Dataset rows on where objects appear

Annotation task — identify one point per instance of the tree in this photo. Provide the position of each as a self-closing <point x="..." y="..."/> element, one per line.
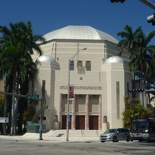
<point x="134" y="109"/>
<point x="141" y="59"/>
<point x="16" y="46"/>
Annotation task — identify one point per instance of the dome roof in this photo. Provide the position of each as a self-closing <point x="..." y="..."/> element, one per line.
<point x="79" y="32"/>
<point x="114" y="59"/>
<point x="46" y="58"/>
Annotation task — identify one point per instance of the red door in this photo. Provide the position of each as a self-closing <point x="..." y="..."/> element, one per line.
<point x="80" y="122"/>
<point x="93" y="122"/>
<point x="64" y="120"/>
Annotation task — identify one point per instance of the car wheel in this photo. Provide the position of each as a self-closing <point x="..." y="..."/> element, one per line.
<point x="115" y="139"/>
<point x="128" y="138"/>
<point x="102" y="141"/>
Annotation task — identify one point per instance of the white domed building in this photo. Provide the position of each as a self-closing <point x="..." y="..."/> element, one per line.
<point x="99" y="77"/>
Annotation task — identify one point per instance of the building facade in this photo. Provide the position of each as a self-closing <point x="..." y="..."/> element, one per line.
<point x="100" y="79"/>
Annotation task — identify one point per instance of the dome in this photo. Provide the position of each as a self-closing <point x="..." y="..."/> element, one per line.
<point x="79" y="32"/>
<point x="114" y="59"/>
<point x="46" y="58"/>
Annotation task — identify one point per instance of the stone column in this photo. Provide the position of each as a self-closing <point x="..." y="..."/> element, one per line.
<point x="60" y="112"/>
<point x="100" y="113"/>
<point x="87" y="112"/>
<point x="73" y="114"/>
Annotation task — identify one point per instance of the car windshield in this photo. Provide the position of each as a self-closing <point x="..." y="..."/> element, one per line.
<point x="110" y="131"/>
<point x="139" y="127"/>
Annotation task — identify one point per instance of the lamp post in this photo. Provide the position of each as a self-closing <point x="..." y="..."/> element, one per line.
<point x="68" y="116"/>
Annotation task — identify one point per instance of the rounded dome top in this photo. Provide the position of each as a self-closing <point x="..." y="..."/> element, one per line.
<point x="114" y="59"/>
<point x="79" y="32"/>
<point x="46" y="58"/>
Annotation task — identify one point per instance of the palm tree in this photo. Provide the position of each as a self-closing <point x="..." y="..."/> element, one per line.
<point x="129" y="40"/>
<point x="141" y="53"/>
<point x="17" y="44"/>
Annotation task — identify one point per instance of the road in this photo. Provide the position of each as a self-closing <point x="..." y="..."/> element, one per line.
<point x="75" y="148"/>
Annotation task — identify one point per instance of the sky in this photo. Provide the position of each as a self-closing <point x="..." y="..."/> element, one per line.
<point x="50" y="15"/>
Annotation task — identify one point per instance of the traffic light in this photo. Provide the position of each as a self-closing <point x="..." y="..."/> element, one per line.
<point x="136" y="90"/>
<point x="151" y="19"/>
<point x="112" y="1"/>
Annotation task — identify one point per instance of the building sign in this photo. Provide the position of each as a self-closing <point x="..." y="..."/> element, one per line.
<point x="71" y="93"/>
<point x="84" y="87"/>
<point x="4" y="119"/>
<point x="118" y="99"/>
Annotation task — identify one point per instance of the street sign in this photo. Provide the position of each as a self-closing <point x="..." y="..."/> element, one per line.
<point x="4" y="119"/>
<point x="31" y="96"/>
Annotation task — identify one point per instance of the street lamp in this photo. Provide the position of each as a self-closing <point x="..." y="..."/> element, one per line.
<point x="68" y="116"/>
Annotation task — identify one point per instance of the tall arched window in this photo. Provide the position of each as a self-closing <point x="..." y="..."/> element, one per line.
<point x="80" y="68"/>
<point x="88" y="65"/>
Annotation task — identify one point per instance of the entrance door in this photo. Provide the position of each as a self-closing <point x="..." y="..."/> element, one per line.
<point x="80" y="122"/>
<point x="64" y="117"/>
<point x="93" y="122"/>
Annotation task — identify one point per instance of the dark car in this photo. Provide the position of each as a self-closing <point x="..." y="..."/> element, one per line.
<point x="115" y="135"/>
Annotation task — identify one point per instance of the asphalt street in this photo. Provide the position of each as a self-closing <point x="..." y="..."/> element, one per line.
<point x="32" y="147"/>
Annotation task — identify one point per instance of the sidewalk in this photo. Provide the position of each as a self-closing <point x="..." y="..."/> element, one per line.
<point x="36" y="138"/>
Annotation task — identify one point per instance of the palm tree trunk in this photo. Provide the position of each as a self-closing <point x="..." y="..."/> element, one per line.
<point x="12" y="130"/>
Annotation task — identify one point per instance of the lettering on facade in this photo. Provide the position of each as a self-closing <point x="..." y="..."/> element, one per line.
<point x="118" y="99"/>
<point x="84" y="87"/>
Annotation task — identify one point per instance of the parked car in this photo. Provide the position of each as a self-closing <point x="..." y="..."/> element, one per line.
<point x="115" y="135"/>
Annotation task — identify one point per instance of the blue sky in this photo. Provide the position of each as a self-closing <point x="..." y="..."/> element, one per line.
<point x="49" y="15"/>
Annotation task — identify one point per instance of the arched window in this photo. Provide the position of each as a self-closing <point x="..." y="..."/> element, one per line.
<point x="80" y="68"/>
<point x="72" y="65"/>
<point x="88" y="65"/>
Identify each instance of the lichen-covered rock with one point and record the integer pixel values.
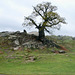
(61, 51)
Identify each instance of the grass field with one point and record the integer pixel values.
(45, 64)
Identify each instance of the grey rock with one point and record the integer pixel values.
(61, 51)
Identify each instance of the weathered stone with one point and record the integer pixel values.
(61, 51)
(16, 48)
(53, 51)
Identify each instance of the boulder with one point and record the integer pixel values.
(61, 51)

Task objective
Extract every line of the listing above and copy it exactly, character for character. Leave the pictures out.

Task result
Annotation task — identify one point per instance of the tree in this photo. Provide the position of each as a self-closing <point x="..." y="..."/> element, one per line.
<point x="134" y="109"/>
<point x="141" y="59"/>
<point x="16" y="46"/>
Annotation task — identify one point per instance of the dome roof in this photo. Provide the position of each as a self-closing <point x="..." y="..."/> element, one per line.
<point x="79" y="32"/>
<point x="114" y="59"/>
<point x="46" y="58"/>
Annotation task — identify one point per instance of the red door in this photo. Provide the position of each as a self-closing <point x="..." y="..."/> element, one per line.
<point x="80" y="122"/>
<point x="93" y="122"/>
<point x="64" y="120"/>
Annotation task — identify one point per instance of the car wheel in this photo. Provide the position of each as a self-closing <point x="..." y="..."/> element, one per line.
<point x="115" y="139"/>
<point x="128" y="138"/>
<point x="102" y="141"/>
Annotation task — identify one point per instance of the white domed building in this photo. Provide the position of each as a self-closing <point x="..." y="..."/> element, one per line.
<point x="99" y="77"/>
Annotation task — identify one point per instance of the building facade in this photo. Provide the position of each as a self-closing <point x="..." y="..."/> element, one per line.
<point x="100" y="79"/>
Annotation task — identify one point per instance of the dome in this photo. Provide the position of each as a self-closing <point x="..." y="..."/> element, one per line.
<point x="79" y="32"/>
<point x="114" y="59"/>
<point x="46" y="58"/>
Annotation task — identify one point per instance of the stone column in this photo. Provide the position of each as a self-closing <point x="..." y="..."/> element, one per line.
<point x="60" y="112"/>
<point x="100" y="113"/>
<point x="87" y="112"/>
<point x="73" y="114"/>
Annotation task — identify one point per instance of the car windshield in this photo. Provide the position of each as a self-closing <point x="..." y="..."/> element, one per line.
<point x="110" y="131"/>
<point x="139" y="127"/>
Annotation task — identify one point per instance of the lamp post in this photo. Provide the position of each as a self-closing <point x="..." y="..."/> element, one per line.
<point x="68" y="116"/>
Annotation task — identify one point per instance of the rounded dome top in this photo. Provide the position of each as a self-closing <point x="..." y="..."/> element, one per line.
<point x="114" y="59"/>
<point x="79" y="32"/>
<point x="46" y="58"/>
Annotation task — identify one point per instance of the palm tree in this photo. Provide the position of each as a self-closing <point x="..." y="..."/> element, one per line.
<point x="129" y="40"/>
<point x="141" y="53"/>
<point x="17" y="44"/>
Annotation task — identify one point per instance of the road in this photo. Provide the position of each as a self-closing <point x="..." y="..."/> element, one per line.
<point x="75" y="148"/>
Annotation task — identify one point per instance of the sky in this photo. Provide the position of each as a self-closing <point x="..." y="..."/> element, one per line.
<point x="50" y="15"/>
Annotation task — identify one point per instance of the traffic light in this photo. Provide the position of each as a self-closing <point x="..." y="..."/> element, one per line.
<point x="136" y="90"/>
<point x="151" y="19"/>
<point x="112" y="1"/>
Annotation task — identify one point per instance of the building sign in this photo. Provide the position of each as a self-closing <point x="..." y="..."/> element, one per line.
<point x="71" y="93"/>
<point x="84" y="87"/>
<point x="4" y="119"/>
<point x="118" y="99"/>
Annotation task — identify one point per instance of the street sign in this photo. Provide the position of each as a self-closing <point x="..." y="..."/> element, one per line.
<point x="4" y="119"/>
<point x="31" y="96"/>
Annotation task — identify one point per instance of the street lamp in this photo. Provide the position of each as a self-closing <point x="..." y="..."/> element, one per line.
<point x="68" y="116"/>
Annotation task — identify one point per instance of the tall arched window in this photo. Provide the position of each as a self-closing <point x="..." y="..."/> element, one per line.
<point x="80" y="68"/>
<point x="88" y="65"/>
Annotation task — identify one point per instance of the entrance door in this photo. Provide the position of each as a self-closing <point x="..." y="..."/> element, one per line.
<point x="80" y="122"/>
<point x="64" y="117"/>
<point x="93" y="122"/>
Annotation task — identify one point per instance of the dark car in this photo. Provide the position of each as a self-closing <point x="..." y="..."/> element, one per line.
<point x="115" y="135"/>
Annotation task — identify one point per instance of the asphalt street in this photo. Provide the position of each as a self-closing <point x="..." y="..."/> element, one per line.
<point x="32" y="147"/>
Annotation task — identify one point per instance of the sidewalk in this photo. Provide the position of each as a self-closing <point x="..." y="..."/> element, one per line.
<point x="36" y="138"/>
Annotation task — identify one point per instance of the palm tree trunk in this photo. Provide the position of each as a self-closing <point x="..." y="..."/> element, one per line.
<point x="12" y="130"/>
Annotation task — identify one point per instance of the lettering on facade in this photo. Provide the position of each as a self-closing <point x="..." y="..."/> element, one per line.
<point x="118" y="99"/>
<point x="84" y="87"/>
Annotation task — identify one point per instance of the parked car in this photo. Provide the position of each as a self-closing <point x="..." y="..."/> element, one per line.
<point x="115" y="135"/>
Annotation task — identify one point per instance of the blue sky in this photo. Provide the position of each as a self-closing <point x="..." y="..."/> element, one per line.
<point x="49" y="15"/>
Annotation task — identify one point per instance of the arched window in this photo. Provide the position of each as a self-closing <point x="..." y="..."/> element, one per line.
<point x="80" y="68"/>
<point x="72" y="65"/>
<point x="88" y="65"/>
Identify each instance of the lichen-covered rock with one point and record the integer pixel values.
(61, 51)
Identify each instance of the grass field with one point and record the integer pixel values.
(45, 64)
Identify each instance of the grey rock with one point and record the integer pixel values.
(61, 51)
Identify each instance of the weathered stone with one point and record the integer pixel values.
(61, 51)
(16, 48)
(53, 51)
Identify each instance of the boulder with one point and record the integer pixel values.
(61, 51)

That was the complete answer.